__QUESTIONS__:
[1] In the case summary, on what date did C&M terminate Spurling's employment?
[2] Reproduce word for word the part of the case summary from "In Spurling v." to "to accommodate suit.".

__SOURCE DOCUMENT__:
In Spurling v. C&M Fine Pack, Inc, 2014 U.S. App. LEXIS 660, the Seventh Circuit (which covers Illinois, Indiana, and Wisconsin) reversed, in part, a district court’s entry of summary judgment in favor of an employer in a FMLA discrimination and ADA failure to accommodate suit. 

The plaintiff, Spurling, was a night shift forming inspector/packer employed by C&M.  In 2009, Spurling received several disciplinary warnings regarding her falling asleep while on duty.  On February 15, 2010, Spurling received a Final Warning/Suspension after she left the worksite to use the restroom and was found by a coworker sleeping in the restroom.  Upon her return to work after her suspension, Spurling met with the plant manager and three of her supervisors where she indicated that her sleep issues were caused by medication that her doctor had prescribed and produced a doctor’s note to that effect.  Spurling continued to experience difficulty remaining conscious at work and on April 12, 2010, Spurling’s shift supervisor reported her for being completely asleep while packing parts.  On April 15, 2010, Spurling was issued a Final Warning/Suspension note informing her that due to the repeated incidents of sleeping on her shift, she was being suspended until the company decided how best to proceed.  The letter indicated that Sterling should provide any information relevant to the company’s deliberation prior to April 19.   

On April 16th, Spurling met with the HR Manager at C&M to inform him that her performance issues might be related to a medical condition.  The HR Manager provided Sterling with a letter regarding the ADA and documentation for Spurling’s physician to complete with instructions for the paperwork to be returned no later than April 30.  Spurling alleged that she requested time off to determine the extent of her medical issue after she received the paperwork.  Spurling returned the ADA paperwork, which stated that she had a mental or physical disability covered under the ADA, to C&M on April 21 and was told that the company would review the material and get back to her.  C&M’s HR Manager testified that the information provided by Spurling’s doctor was insufficient to establish that she suffered from a disability under the ADA; therefore, C&M proceeded with terminating Spurling’s employment on April 28, 2010.  On May 27, 2010, Spurling received a diagnosis of narcolepsy, which in her case was manageable with proper medication.

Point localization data
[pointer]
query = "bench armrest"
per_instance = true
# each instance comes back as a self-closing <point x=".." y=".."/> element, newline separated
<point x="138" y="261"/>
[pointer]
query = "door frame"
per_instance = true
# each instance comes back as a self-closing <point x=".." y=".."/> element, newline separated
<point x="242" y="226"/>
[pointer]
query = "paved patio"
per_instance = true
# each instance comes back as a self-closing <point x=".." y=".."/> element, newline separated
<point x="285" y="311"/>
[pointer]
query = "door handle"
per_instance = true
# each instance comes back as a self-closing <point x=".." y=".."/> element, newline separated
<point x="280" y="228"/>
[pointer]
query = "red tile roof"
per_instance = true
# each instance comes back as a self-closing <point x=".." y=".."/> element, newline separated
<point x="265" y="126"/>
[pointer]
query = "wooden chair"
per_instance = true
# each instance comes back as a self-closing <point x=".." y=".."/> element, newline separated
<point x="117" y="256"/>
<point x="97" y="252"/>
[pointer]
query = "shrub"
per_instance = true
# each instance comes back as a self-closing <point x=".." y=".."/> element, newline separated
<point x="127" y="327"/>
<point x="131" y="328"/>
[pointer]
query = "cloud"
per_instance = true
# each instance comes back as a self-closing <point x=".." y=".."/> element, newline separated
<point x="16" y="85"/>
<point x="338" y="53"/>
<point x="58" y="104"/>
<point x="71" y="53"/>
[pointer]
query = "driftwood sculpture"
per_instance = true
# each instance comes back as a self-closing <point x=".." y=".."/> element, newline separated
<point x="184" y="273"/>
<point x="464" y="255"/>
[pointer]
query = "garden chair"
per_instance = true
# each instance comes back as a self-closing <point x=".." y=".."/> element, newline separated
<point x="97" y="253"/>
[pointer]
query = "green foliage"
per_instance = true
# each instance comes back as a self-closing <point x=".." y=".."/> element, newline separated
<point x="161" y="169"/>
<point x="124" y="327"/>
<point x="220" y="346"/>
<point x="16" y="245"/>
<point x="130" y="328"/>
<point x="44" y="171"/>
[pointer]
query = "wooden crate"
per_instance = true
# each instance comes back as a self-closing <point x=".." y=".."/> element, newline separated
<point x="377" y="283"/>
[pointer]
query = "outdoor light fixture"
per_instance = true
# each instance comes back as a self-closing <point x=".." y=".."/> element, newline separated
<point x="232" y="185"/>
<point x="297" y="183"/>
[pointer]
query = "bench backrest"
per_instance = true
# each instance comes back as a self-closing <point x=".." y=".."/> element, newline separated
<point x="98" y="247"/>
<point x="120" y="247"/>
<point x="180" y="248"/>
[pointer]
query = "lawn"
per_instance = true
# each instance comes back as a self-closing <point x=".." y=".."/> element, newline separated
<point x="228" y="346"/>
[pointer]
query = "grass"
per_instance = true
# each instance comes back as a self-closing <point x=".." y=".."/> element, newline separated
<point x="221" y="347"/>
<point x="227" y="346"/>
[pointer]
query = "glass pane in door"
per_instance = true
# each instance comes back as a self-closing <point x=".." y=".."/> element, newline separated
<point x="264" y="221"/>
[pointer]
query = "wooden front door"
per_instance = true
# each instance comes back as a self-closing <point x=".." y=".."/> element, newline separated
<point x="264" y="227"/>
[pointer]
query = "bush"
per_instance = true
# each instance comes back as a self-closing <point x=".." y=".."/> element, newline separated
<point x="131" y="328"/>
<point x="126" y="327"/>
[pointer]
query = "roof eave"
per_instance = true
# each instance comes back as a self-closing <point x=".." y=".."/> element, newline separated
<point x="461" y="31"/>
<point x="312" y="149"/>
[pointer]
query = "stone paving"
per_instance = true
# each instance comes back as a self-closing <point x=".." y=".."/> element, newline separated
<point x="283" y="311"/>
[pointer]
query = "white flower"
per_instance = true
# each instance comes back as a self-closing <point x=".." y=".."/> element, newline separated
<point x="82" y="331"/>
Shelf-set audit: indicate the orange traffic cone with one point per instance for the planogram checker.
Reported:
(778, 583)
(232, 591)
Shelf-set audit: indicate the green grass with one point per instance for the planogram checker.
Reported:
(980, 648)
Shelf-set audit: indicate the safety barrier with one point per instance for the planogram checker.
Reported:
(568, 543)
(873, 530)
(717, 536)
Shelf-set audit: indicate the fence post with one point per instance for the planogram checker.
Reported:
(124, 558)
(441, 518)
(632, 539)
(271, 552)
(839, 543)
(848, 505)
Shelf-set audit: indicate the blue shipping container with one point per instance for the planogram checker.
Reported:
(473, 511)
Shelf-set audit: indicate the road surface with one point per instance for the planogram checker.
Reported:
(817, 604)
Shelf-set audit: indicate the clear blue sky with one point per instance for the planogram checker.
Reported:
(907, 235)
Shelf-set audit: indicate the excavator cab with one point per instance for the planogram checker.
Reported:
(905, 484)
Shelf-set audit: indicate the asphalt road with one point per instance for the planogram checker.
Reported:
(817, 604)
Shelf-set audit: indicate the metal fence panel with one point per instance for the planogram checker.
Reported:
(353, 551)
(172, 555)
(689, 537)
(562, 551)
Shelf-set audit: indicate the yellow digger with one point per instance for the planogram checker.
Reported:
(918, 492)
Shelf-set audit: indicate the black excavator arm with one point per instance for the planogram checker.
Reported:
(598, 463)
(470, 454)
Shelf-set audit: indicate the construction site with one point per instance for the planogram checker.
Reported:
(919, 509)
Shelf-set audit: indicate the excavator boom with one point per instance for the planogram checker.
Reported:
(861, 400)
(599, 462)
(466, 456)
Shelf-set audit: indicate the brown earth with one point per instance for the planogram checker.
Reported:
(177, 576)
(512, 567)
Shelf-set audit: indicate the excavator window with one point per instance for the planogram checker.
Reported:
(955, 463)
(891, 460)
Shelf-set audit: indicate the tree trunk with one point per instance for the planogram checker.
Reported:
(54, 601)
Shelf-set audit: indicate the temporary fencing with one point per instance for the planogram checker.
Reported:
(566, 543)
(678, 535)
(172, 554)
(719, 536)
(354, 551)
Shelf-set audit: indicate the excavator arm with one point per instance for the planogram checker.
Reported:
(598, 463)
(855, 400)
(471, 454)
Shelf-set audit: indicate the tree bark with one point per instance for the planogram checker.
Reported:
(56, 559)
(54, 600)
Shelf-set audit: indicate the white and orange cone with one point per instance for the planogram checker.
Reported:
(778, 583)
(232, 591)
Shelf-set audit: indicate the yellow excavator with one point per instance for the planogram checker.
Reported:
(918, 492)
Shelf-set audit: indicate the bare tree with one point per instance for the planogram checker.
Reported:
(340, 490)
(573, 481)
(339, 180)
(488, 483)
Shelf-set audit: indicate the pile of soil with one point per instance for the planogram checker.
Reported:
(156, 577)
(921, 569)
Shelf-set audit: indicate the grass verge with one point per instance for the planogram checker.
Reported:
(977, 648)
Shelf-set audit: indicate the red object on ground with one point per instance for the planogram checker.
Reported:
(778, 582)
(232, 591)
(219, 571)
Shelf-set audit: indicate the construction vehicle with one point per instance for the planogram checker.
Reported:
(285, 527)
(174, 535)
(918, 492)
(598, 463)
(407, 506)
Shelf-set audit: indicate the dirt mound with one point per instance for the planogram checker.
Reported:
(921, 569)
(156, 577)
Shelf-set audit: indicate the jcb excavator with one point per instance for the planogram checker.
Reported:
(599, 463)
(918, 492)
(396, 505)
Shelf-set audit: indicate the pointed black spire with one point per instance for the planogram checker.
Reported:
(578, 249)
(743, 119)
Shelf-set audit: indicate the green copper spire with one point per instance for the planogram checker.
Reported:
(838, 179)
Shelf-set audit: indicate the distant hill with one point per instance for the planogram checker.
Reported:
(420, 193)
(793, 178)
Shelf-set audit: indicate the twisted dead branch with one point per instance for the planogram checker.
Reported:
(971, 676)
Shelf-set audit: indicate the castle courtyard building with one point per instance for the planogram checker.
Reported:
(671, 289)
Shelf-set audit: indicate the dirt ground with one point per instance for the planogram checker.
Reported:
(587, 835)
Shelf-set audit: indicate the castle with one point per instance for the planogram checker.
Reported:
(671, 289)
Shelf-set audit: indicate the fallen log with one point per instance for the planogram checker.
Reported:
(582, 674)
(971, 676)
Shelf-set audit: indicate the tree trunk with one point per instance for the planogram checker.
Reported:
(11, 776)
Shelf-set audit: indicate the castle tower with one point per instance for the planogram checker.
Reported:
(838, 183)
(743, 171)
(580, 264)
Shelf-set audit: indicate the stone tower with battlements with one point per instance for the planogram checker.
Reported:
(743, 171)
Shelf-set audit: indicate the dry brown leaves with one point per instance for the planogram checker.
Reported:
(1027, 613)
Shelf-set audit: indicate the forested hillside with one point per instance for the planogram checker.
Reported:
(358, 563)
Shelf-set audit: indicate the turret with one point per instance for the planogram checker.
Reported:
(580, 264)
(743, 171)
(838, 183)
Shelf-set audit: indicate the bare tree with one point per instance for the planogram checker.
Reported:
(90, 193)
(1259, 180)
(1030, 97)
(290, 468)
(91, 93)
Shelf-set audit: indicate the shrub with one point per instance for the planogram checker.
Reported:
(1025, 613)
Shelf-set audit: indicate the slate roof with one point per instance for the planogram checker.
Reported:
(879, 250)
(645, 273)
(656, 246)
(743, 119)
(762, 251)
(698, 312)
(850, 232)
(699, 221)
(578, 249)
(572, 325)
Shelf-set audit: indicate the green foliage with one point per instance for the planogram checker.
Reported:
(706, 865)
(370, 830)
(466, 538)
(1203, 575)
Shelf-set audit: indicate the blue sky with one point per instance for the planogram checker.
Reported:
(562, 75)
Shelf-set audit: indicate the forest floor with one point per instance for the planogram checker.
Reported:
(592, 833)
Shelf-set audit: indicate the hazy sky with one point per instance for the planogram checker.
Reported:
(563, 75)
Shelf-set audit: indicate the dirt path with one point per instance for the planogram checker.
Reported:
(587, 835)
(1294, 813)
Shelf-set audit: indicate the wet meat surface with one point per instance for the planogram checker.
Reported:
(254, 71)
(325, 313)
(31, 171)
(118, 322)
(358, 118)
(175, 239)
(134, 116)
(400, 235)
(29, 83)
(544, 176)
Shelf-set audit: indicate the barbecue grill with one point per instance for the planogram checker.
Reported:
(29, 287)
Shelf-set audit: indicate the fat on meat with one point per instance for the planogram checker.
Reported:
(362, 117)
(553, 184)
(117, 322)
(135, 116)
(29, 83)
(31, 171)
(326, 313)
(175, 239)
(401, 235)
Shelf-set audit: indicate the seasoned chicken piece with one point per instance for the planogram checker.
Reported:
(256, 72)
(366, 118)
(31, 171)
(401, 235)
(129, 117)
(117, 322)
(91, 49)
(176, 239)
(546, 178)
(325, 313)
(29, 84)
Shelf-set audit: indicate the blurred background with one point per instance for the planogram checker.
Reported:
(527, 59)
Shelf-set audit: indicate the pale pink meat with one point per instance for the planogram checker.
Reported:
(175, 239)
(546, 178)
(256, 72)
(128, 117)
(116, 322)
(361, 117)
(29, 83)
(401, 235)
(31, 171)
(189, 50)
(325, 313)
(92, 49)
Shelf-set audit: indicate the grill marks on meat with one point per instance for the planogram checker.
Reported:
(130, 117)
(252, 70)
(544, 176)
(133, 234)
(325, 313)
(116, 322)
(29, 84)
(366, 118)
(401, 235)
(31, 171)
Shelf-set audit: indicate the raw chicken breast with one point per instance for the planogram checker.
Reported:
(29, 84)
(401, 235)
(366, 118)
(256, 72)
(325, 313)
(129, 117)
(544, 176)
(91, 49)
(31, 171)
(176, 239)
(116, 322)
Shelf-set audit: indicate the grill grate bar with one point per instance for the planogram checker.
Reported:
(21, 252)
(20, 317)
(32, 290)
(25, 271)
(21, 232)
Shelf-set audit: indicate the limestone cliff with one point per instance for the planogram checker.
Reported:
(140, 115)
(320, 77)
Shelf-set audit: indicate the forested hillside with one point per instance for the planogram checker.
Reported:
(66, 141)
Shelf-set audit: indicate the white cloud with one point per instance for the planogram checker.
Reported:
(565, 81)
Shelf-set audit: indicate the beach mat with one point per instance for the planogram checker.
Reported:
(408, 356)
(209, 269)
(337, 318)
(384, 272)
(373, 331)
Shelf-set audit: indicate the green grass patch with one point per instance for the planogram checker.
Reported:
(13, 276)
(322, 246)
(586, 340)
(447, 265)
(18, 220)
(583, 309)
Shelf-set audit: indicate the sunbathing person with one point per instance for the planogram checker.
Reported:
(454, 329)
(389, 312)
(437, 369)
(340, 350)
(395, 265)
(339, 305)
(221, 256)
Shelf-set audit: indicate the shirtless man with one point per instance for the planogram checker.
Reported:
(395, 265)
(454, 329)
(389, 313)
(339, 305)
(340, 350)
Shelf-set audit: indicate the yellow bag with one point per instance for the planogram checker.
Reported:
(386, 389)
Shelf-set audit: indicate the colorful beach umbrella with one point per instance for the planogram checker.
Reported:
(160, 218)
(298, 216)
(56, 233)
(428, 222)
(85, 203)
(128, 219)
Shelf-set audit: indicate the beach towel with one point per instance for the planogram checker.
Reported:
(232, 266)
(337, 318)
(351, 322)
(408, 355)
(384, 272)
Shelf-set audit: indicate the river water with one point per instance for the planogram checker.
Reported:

__RESPONSES BY TASK__:
[1] April 28, 2010.

[2]
In Spurling v. C&M Fine Pack, Inc, 2014 U.S. App. LEXIS 660, the Seventh Circuit (which covers Illinois, Indiana, and Wisconsin) reversed, in part, a district court’s entry of summary judgment in favor of an employer in a FMLA discrimination and ADA failure to accommodate suit.